## [Text section]
Skip to main content
Pytest is a Python testing framework. Braintrust integrates with pytest so you can run marked tests as experiments and inspect each test case as a traced span.

Setup

Install Braintrust alongside pytest:
pip install braintrust pytest
Set your API key as an environment variable:
export BRAINTRUST_API_KEY=<your-api-key>

Run your first eval

Mark tests with @pytest.mark.braintrust, accept the braintrust_span fixture, and run pytest with --braintrust.
test_my_llm.py
import pytest


@pytest.mark.braintrust(
    project="support-bot",
    input={"query": "What is Braintrust?"},
    expected={"contains": "evaluation"},
    metadata={"suite": "smoke"},
    tags=["regression"],
)
def test_support_answer(braintrust_span):
    output = ask_model("What is Braintrust?")
    braintrust_span.log(output=output)

    assert "evaluation" in output.lower()
Run the test:
pytest --braintrust --braintrust-project="support-bot"
Braintrust creates experiments from the marked tests, logs pass or fail as a score, and prints an experiment summary at the end of the run.

How it works

  • @pytest.mark.braintrust opts a test into Braintrust tracking.
  • braintrust_span gives you a standard Braintrust span for logging input, output, scores, metadata, and errors.

## [Requirement]
According to the pytest integration guide, why does the example test function accept the braintrust_span fixture? Answer in one to three sentences.

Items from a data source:
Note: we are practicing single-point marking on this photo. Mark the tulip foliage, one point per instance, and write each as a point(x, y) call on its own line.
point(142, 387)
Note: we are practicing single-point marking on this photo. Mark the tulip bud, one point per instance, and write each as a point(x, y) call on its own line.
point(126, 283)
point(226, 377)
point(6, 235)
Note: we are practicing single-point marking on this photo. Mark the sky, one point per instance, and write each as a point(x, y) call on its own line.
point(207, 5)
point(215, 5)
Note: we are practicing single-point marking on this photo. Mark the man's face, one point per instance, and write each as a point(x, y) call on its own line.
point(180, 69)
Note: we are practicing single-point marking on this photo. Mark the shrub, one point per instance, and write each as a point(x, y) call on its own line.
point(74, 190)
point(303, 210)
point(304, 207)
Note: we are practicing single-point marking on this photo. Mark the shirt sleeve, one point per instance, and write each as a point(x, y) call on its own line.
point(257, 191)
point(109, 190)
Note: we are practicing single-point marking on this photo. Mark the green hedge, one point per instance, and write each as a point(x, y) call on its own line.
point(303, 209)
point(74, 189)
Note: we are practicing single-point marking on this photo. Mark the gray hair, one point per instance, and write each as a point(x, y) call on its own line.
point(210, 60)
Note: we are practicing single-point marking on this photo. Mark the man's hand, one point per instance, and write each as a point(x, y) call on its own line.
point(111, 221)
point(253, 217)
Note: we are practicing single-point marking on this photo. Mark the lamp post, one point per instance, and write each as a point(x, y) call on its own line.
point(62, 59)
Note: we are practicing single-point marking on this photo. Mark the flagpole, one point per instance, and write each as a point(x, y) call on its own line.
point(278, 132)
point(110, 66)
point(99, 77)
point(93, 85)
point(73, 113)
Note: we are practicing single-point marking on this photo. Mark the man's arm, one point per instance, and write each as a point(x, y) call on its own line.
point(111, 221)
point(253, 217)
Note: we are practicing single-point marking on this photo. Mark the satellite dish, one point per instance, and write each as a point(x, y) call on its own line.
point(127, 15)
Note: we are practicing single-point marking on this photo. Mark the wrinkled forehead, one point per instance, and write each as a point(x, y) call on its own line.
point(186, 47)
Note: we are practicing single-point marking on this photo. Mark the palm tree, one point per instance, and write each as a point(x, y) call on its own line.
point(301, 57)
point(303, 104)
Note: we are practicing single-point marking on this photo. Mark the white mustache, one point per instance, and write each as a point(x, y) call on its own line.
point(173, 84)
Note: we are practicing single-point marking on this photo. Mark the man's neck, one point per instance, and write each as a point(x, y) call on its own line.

## [Task result]
The braintrust_span fixture provides a standard Braintrust span for logging input, output, scores, metadata, and errors. The example test uses it to log the model's output with braintrust_span.log(output=output).